## START Items

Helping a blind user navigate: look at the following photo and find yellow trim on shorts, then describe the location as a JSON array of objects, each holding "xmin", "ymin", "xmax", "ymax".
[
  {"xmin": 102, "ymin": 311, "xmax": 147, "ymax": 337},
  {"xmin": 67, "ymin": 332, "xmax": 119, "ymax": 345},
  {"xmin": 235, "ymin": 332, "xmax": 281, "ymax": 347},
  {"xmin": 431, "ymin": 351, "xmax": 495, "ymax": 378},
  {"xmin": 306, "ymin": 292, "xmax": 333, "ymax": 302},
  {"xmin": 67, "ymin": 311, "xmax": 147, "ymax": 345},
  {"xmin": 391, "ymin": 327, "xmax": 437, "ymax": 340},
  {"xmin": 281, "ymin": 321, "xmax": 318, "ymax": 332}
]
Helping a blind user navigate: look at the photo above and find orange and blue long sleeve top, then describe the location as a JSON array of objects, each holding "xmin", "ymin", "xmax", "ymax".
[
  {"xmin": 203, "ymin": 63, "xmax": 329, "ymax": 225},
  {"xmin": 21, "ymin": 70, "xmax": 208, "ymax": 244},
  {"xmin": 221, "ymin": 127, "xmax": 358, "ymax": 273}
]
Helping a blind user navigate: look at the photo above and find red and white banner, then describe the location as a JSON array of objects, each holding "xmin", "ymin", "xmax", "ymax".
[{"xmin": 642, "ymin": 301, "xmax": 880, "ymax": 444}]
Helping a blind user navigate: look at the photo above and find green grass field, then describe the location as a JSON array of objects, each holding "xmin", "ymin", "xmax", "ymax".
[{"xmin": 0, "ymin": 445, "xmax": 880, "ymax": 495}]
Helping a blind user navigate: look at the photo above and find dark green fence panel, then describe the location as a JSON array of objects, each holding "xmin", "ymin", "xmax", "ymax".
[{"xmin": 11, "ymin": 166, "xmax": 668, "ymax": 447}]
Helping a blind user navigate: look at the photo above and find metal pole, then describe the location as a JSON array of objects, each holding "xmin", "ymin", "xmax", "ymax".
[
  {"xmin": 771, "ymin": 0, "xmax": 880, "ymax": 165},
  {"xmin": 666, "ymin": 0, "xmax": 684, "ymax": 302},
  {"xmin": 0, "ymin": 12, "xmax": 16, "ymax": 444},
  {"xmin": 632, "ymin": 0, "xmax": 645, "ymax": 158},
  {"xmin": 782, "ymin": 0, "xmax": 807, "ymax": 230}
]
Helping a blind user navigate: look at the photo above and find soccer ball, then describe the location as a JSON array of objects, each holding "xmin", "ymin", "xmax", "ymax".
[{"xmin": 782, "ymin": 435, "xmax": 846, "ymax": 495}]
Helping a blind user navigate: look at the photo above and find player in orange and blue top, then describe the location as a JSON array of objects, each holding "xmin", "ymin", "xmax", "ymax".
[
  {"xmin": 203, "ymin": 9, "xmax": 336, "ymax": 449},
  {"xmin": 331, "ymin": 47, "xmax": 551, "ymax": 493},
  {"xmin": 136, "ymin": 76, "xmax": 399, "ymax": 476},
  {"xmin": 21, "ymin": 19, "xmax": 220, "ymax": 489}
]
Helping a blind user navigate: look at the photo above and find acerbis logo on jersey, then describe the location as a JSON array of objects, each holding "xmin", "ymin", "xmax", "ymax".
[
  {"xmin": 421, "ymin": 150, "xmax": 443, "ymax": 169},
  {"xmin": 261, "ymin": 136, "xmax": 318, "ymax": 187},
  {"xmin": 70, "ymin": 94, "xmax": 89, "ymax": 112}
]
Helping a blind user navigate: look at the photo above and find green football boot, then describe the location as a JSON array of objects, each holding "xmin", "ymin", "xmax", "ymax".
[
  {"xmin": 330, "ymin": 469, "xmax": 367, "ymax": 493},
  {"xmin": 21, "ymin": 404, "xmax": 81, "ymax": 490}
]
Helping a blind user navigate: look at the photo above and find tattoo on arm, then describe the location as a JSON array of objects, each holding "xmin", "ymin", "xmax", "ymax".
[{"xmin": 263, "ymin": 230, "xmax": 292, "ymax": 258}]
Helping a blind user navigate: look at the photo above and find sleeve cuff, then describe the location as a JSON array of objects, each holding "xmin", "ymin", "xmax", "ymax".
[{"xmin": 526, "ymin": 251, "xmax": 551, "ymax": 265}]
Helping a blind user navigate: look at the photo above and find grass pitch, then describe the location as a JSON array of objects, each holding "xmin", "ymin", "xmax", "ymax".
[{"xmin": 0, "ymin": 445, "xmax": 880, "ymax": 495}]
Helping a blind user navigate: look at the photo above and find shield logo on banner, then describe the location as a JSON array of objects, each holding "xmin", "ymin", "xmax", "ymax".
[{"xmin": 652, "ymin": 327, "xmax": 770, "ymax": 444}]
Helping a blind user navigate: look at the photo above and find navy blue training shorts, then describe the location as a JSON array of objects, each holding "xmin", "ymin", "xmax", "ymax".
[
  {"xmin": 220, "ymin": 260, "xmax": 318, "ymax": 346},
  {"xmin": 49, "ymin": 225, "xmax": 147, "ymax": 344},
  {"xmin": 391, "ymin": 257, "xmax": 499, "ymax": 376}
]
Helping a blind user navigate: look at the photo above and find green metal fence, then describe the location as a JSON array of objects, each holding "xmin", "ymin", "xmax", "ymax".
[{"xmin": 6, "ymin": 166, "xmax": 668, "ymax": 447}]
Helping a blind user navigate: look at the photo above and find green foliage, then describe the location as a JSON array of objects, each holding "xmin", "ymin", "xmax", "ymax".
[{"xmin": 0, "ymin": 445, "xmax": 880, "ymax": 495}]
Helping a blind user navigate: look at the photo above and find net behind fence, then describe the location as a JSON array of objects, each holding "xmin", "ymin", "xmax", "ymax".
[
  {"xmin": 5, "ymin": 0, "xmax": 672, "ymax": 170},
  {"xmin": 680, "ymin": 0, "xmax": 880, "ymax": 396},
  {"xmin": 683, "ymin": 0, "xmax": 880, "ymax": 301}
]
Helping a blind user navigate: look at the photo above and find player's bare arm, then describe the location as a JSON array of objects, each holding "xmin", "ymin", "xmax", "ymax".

## END Items

Copy the data above word for word, starting at the line that contains "and find sleeve" and continuing through the final line of the data, with both of those lines included.

The response:
Helping a blind user navigate: look at the photo above and find sleeve cuff, then describe the location as a JSON array of objects, each holding "xmin", "ymin", "xmax", "ymax".
[{"xmin": 526, "ymin": 251, "xmax": 551, "ymax": 265}]
Helping a blind user navigate: look at the photo above and find grass pitch, then describe the location as a JSON array of objects, each holding "xmin", "ymin", "xmax", "ymax".
[{"xmin": 0, "ymin": 445, "xmax": 880, "ymax": 495}]
Helping a blind user navigate: look at the photo above and find shield logo on banner, then describe the location as a JSON array of objects, each holding "xmin", "ymin", "xmax", "ymax".
[{"xmin": 652, "ymin": 327, "xmax": 770, "ymax": 444}]
Helping a blind user navigate: look at the photo above and find navy blue training shorts, then describe the location as a JSON array of objects, each holding "xmin", "ymin", "xmax", "ymax".
[
  {"xmin": 220, "ymin": 260, "xmax": 318, "ymax": 346},
  {"xmin": 49, "ymin": 225, "xmax": 147, "ymax": 344},
  {"xmin": 391, "ymin": 257, "xmax": 499, "ymax": 376}
]
Helping a blind user navigate: look at the photo above and find green metal fence, then describe the location as a JSON array of objects, each holding "xmin", "ymin", "xmax", "ymax".
[{"xmin": 6, "ymin": 166, "xmax": 668, "ymax": 447}]
Helping a blind user navigate: look at the photo above and find green foliage, then describe the location as a JSON array of objects, each holding "xmin", "ymin", "xmax", "ymax".
[{"xmin": 0, "ymin": 445, "xmax": 880, "ymax": 495}]
Helping a blind user navigate: look at the photo above and find net behind fence, then describe the location as a JSON array of objects, each holding "xmin", "ymin", "xmax", "ymax".
[
  {"xmin": 5, "ymin": 0, "xmax": 672, "ymax": 170},
  {"xmin": 680, "ymin": 0, "xmax": 880, "ymax": 396},
  {"xmin": 683, "ymin": 0, "xmax": 880, "ymax": 301}
]
Helping a blind user navigate: look at the photo above and find player's bare arm, then describe the location as a JSON array of objects, each holding "xmin", "ymin", "xmax", "ymax".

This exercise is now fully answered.